_Aim_. Copy the following lines from the records verbatim, beginning at the line that contains "segment bird tail" and stopping after the line that contains "Draw the outline of every instance of the bird tail.".
——————
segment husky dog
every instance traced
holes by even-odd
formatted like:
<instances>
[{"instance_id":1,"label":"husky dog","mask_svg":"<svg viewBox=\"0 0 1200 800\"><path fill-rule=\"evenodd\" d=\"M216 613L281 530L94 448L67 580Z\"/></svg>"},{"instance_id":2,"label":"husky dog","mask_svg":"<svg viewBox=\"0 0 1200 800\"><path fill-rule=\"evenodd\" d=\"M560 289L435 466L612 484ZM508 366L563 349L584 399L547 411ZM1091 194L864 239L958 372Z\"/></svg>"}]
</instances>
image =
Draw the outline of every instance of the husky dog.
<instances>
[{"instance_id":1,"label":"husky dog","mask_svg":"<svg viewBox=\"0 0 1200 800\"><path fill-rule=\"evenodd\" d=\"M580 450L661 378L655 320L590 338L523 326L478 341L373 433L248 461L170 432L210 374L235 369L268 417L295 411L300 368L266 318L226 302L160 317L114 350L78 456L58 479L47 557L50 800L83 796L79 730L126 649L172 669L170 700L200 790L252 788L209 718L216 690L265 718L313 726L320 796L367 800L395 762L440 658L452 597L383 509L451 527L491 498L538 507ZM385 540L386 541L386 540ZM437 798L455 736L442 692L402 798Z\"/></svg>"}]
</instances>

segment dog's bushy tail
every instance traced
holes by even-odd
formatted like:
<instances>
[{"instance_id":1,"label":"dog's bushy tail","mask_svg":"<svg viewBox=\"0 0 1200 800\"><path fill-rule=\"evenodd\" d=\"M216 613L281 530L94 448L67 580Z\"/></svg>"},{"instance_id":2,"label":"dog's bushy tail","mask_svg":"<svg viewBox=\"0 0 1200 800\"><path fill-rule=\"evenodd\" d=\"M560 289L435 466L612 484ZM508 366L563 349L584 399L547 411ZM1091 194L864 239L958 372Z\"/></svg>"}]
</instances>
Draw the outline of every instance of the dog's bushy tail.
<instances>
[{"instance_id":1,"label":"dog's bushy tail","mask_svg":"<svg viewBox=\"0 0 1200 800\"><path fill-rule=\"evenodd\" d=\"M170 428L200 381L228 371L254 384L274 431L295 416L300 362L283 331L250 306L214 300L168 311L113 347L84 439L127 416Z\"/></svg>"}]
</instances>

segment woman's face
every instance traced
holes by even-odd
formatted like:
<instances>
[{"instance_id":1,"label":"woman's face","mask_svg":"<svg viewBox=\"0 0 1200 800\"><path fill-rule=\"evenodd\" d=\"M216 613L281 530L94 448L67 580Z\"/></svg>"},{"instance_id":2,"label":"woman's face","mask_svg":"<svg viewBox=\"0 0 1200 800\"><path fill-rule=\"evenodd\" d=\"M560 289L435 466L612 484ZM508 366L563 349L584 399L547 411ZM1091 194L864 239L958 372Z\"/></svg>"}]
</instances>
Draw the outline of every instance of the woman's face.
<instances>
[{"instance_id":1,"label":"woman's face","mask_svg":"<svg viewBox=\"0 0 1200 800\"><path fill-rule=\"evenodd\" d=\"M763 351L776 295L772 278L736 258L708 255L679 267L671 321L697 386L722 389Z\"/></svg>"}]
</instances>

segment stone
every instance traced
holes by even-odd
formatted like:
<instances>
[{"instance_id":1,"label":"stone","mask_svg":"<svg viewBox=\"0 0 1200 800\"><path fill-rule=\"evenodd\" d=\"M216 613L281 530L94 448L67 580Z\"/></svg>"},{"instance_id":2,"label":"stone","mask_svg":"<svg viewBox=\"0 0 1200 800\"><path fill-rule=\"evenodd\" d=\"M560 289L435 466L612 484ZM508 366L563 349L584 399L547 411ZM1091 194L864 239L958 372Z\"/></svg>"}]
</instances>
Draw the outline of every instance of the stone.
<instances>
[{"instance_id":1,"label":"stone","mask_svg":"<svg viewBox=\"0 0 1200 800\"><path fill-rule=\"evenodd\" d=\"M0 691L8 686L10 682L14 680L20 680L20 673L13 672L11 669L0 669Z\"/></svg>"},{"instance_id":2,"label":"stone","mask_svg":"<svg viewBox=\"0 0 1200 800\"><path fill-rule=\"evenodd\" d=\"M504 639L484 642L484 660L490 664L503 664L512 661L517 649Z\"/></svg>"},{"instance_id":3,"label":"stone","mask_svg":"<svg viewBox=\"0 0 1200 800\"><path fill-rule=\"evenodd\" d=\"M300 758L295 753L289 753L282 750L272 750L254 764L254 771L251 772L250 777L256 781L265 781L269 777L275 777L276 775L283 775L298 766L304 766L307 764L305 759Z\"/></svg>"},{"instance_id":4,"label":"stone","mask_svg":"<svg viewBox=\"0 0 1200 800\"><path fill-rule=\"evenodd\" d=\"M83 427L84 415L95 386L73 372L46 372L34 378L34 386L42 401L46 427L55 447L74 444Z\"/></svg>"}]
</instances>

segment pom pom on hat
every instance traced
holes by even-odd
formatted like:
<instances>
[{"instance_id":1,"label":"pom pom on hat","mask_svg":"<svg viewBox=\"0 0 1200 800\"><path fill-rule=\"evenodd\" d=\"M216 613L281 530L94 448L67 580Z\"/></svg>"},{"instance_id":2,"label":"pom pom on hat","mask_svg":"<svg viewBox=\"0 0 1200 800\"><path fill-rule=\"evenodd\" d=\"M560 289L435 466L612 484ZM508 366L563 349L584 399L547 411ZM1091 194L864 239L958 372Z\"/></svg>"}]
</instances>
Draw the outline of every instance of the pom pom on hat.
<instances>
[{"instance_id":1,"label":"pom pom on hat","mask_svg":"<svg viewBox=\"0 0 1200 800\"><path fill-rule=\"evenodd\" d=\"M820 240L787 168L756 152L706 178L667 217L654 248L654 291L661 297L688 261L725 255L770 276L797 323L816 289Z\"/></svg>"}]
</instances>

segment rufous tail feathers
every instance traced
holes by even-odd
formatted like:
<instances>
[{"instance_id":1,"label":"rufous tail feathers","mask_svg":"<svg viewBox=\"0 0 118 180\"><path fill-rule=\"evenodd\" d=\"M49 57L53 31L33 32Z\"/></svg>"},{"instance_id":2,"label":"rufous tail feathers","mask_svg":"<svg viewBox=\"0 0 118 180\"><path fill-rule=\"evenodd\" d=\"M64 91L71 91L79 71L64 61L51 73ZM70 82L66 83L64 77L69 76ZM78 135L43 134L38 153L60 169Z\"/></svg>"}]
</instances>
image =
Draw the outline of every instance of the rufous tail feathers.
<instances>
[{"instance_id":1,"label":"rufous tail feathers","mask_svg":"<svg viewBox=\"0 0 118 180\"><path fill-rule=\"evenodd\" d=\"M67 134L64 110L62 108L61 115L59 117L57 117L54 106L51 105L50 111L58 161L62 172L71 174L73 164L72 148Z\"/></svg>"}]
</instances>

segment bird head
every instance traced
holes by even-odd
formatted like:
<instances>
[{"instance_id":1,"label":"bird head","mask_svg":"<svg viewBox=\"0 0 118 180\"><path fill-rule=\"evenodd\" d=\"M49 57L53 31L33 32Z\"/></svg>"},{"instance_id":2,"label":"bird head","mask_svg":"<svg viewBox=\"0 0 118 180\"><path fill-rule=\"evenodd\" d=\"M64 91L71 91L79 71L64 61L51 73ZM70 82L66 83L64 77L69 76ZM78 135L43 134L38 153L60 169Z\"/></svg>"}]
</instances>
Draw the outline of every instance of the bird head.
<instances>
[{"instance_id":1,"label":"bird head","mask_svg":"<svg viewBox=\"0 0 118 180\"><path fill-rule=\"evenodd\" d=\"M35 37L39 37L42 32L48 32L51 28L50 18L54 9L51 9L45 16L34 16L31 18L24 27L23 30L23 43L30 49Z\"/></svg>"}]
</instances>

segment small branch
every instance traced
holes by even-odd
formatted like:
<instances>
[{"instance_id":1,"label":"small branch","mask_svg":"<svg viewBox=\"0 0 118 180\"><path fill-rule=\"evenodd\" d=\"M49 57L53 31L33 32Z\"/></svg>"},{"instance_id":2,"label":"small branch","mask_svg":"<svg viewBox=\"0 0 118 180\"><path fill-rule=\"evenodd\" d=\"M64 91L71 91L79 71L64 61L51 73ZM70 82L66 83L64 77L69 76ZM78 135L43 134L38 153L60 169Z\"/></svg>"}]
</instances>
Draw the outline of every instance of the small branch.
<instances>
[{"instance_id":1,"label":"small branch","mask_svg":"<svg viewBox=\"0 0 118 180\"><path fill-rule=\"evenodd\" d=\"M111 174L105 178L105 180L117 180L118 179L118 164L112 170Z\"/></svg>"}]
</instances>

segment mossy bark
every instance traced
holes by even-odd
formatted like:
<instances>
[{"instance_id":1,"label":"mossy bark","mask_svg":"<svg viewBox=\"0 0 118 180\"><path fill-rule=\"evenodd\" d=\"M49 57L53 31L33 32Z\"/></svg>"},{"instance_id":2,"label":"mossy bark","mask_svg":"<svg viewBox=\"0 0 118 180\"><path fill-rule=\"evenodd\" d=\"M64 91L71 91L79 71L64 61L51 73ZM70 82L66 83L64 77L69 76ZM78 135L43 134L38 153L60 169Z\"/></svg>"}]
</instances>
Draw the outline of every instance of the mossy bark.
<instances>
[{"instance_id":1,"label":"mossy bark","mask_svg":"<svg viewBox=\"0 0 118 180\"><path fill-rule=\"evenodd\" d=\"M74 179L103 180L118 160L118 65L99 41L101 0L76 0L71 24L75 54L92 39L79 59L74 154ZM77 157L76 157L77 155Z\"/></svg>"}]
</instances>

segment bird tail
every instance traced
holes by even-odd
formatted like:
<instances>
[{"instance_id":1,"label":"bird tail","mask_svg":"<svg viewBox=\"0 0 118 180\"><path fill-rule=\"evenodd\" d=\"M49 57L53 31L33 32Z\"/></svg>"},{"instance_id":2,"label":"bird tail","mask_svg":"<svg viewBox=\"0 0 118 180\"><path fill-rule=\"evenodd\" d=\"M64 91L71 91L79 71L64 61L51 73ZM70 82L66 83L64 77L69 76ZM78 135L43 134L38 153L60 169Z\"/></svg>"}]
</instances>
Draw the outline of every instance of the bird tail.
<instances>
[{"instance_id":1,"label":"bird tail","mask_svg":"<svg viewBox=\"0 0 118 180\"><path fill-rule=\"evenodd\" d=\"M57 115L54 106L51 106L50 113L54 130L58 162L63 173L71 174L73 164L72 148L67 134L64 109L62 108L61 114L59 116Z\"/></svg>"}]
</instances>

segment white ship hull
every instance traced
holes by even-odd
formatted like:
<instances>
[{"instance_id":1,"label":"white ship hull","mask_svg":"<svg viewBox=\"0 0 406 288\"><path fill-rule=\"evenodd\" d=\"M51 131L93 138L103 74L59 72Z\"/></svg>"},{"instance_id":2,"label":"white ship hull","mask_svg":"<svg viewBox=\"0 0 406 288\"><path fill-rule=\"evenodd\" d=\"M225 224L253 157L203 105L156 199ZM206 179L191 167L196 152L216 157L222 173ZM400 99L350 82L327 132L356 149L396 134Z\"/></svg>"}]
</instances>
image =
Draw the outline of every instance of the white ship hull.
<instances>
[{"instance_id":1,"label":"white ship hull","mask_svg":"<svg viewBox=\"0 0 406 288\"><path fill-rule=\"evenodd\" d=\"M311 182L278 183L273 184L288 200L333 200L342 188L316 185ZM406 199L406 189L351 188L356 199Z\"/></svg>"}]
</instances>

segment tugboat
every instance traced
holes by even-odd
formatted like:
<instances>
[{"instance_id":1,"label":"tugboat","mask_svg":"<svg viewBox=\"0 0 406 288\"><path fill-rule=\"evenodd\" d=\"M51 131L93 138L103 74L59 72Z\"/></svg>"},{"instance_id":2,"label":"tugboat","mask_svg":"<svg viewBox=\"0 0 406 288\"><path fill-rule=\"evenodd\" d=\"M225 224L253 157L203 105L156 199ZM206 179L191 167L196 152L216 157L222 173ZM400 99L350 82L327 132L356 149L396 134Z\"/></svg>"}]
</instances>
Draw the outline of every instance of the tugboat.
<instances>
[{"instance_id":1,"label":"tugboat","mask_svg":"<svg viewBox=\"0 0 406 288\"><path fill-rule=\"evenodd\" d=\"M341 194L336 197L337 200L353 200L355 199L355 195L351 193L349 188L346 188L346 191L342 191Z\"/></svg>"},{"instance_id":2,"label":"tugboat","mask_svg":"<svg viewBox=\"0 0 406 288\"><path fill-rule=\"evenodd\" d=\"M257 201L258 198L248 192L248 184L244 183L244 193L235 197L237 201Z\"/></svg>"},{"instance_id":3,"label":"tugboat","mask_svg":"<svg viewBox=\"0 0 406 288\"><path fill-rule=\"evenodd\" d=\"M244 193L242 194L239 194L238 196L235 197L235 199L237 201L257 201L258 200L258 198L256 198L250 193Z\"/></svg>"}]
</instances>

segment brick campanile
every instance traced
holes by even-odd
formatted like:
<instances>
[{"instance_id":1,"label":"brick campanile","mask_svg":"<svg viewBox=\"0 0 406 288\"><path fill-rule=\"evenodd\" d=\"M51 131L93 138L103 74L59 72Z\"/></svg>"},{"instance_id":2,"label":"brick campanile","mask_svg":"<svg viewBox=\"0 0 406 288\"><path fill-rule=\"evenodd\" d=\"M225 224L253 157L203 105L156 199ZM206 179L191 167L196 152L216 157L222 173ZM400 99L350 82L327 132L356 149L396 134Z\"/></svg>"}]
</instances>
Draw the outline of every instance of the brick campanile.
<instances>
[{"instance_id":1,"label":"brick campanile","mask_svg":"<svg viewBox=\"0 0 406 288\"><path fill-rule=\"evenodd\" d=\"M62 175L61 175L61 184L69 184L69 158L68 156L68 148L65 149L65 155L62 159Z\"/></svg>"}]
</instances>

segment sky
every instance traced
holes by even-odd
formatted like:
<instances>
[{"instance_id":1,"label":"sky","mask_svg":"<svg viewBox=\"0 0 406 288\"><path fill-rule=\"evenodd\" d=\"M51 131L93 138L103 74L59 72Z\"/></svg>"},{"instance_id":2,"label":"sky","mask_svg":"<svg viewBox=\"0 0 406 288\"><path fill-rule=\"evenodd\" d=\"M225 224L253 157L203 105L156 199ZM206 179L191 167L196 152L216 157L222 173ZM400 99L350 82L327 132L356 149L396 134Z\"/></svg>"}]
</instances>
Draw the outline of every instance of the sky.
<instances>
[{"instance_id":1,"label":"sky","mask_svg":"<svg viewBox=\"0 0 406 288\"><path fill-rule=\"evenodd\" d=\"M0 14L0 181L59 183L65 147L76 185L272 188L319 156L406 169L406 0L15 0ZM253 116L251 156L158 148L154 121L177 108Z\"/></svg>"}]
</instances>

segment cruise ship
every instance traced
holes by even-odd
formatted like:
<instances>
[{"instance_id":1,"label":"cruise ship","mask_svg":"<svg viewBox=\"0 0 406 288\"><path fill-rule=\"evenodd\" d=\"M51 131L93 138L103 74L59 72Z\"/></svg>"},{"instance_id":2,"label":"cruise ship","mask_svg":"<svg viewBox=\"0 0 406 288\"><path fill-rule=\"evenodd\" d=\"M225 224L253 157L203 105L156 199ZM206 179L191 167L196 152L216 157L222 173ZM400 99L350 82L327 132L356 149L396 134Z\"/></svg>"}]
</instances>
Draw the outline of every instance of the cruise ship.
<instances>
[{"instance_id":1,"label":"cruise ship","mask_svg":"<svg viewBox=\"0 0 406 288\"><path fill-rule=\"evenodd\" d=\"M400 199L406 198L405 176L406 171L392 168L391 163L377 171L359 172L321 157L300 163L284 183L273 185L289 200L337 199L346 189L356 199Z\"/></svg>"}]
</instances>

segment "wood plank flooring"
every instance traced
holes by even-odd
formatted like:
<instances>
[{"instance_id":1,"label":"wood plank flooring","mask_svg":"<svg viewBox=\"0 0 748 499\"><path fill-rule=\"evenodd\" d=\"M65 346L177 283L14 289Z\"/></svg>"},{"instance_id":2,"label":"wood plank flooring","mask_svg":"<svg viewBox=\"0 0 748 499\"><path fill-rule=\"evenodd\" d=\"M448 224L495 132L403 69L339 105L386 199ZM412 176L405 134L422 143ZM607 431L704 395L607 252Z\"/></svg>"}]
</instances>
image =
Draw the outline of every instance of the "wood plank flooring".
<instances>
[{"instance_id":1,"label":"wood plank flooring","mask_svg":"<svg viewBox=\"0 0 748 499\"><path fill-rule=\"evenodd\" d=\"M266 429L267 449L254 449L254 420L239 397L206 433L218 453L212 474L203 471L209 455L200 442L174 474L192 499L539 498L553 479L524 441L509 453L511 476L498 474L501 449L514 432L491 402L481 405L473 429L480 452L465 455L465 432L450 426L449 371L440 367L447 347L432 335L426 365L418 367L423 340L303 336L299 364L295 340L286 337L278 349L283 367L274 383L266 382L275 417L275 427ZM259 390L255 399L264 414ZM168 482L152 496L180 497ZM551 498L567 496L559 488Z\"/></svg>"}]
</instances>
——————
_Completed exercise_.
segment bird tail
every instance traced
holes by even-odd
formatted like:
<instances>
[{"instance_id":1,"label":"bird tail","mask_svg":"<svg viewBox=\"0 0 118 180\"><path fill-rule=\"evenodd\" d=\"M49 57L53 31L33 32Z\"/></svg>"},{"instance_id":2,"label":"bird tail","mask_svg":"<svg viewBox=\"0 0 118 180\"><path fill-rule=\"evenodd\" d=\"M64 91L71 91L79 71L64 61L51 73ZM70 82L66 83L64 77L69 76ZM78 135L43 134L38 153L60 169Z\"/></svg>"}]
</instances>
Draw the outline of every instance of the bird tail.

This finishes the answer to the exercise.